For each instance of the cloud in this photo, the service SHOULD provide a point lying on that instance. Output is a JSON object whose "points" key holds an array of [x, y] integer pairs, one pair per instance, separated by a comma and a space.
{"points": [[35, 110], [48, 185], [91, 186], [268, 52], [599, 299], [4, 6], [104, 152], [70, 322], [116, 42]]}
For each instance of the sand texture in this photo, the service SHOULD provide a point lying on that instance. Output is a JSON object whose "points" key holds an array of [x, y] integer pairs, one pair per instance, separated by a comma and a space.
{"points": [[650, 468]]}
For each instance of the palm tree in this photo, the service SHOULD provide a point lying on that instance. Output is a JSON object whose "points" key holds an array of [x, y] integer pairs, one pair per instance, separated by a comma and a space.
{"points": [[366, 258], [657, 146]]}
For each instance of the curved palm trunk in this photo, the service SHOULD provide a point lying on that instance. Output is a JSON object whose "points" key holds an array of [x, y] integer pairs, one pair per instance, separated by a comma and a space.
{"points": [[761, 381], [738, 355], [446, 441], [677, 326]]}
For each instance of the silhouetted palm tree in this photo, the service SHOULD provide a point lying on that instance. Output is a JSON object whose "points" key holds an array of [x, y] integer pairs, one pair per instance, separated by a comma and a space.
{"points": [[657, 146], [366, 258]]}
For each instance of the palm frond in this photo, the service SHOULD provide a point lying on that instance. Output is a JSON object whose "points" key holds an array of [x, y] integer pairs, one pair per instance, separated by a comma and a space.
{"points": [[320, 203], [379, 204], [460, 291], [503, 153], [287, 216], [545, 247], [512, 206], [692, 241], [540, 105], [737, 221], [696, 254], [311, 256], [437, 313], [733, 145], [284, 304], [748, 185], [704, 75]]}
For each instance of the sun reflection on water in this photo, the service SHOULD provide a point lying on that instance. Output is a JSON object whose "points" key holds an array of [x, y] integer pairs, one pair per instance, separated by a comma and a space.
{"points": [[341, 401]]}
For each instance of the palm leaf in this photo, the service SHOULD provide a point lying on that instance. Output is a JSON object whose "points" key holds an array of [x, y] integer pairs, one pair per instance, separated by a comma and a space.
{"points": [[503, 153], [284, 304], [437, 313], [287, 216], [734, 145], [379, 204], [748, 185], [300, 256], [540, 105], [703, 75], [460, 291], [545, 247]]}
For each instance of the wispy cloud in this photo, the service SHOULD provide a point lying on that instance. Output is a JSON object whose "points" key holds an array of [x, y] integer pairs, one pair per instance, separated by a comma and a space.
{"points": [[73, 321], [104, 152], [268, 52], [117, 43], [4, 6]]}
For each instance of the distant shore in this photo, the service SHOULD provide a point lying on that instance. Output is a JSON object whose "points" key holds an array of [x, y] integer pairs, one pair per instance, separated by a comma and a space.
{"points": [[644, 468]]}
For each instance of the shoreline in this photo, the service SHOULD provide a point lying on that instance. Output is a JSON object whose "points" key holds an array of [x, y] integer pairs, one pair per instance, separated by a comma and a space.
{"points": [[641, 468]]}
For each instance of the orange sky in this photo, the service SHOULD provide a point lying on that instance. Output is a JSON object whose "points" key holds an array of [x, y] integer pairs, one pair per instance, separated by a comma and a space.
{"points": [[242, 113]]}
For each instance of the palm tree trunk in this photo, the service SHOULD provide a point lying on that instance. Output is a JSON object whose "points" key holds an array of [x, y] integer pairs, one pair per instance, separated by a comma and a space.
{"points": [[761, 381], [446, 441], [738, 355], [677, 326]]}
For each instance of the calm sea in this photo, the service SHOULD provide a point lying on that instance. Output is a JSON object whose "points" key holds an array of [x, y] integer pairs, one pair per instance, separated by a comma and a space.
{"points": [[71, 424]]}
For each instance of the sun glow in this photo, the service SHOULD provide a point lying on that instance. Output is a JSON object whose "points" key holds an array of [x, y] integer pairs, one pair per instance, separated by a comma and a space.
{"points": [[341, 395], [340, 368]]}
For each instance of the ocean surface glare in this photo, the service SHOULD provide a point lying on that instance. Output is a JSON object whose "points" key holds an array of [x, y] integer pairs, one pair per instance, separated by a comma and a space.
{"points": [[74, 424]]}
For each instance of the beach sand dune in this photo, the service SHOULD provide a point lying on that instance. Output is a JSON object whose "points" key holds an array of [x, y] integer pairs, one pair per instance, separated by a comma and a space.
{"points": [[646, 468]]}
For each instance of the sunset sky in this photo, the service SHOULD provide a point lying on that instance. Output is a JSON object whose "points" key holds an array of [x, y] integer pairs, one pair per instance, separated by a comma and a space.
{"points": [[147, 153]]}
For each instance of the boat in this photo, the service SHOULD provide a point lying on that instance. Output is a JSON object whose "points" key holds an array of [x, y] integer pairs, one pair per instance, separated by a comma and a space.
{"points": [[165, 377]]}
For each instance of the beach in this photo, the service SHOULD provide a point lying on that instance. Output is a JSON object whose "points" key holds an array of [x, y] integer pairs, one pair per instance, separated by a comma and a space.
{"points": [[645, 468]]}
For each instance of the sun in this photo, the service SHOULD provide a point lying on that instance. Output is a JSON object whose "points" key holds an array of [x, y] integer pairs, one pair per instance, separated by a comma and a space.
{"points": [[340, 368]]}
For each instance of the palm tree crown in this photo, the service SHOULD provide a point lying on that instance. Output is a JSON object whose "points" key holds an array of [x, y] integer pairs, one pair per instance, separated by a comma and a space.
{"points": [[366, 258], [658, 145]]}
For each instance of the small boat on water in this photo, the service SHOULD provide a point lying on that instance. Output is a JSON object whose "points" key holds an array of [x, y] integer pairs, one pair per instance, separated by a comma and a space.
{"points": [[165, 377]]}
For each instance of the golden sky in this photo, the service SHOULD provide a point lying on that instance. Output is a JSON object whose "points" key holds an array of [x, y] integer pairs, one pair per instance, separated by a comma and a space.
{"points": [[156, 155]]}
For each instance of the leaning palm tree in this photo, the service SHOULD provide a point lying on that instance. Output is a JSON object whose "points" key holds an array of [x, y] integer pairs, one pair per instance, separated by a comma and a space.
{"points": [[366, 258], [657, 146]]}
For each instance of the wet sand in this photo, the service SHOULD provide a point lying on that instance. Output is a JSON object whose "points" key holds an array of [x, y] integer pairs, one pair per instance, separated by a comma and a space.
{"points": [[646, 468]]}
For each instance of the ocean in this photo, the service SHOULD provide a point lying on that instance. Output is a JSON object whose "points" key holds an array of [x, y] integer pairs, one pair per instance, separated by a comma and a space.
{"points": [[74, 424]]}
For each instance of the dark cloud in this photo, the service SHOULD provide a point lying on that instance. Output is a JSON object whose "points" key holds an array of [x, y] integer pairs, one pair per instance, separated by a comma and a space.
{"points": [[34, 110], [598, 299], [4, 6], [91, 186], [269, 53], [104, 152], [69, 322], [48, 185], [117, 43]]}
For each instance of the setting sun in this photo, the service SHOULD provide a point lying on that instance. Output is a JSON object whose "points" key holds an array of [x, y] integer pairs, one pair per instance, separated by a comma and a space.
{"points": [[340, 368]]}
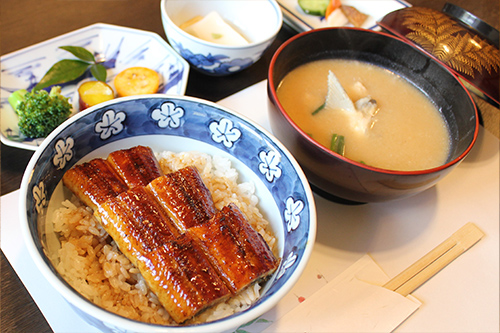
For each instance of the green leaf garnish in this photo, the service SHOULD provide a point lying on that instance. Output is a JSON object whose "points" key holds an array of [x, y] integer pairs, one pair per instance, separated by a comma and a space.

____________________

Present the rows above as a numbered list, everything from the line containing "For each instance of the setting" down to the last row, omitting blank lines and leaving out the pictures.

**Written response:**
1. For each instance of the setting sun in this photo, the service SHOULD provide a point lying on that instance. Output is a JSON object whose "points" key holds an array of [x, y] integer pairs, one pair per instance, separated by a comma and a space.
2. {"points": [[340, 368]]}
3. For each instance of the green leaf garnish in this photo, the service SHOULD provide a point lying on that instance. Output is a JSON object whose "points" key holds an array of [x, y] integer pairs, one pair per instance, separated by a comma and a space.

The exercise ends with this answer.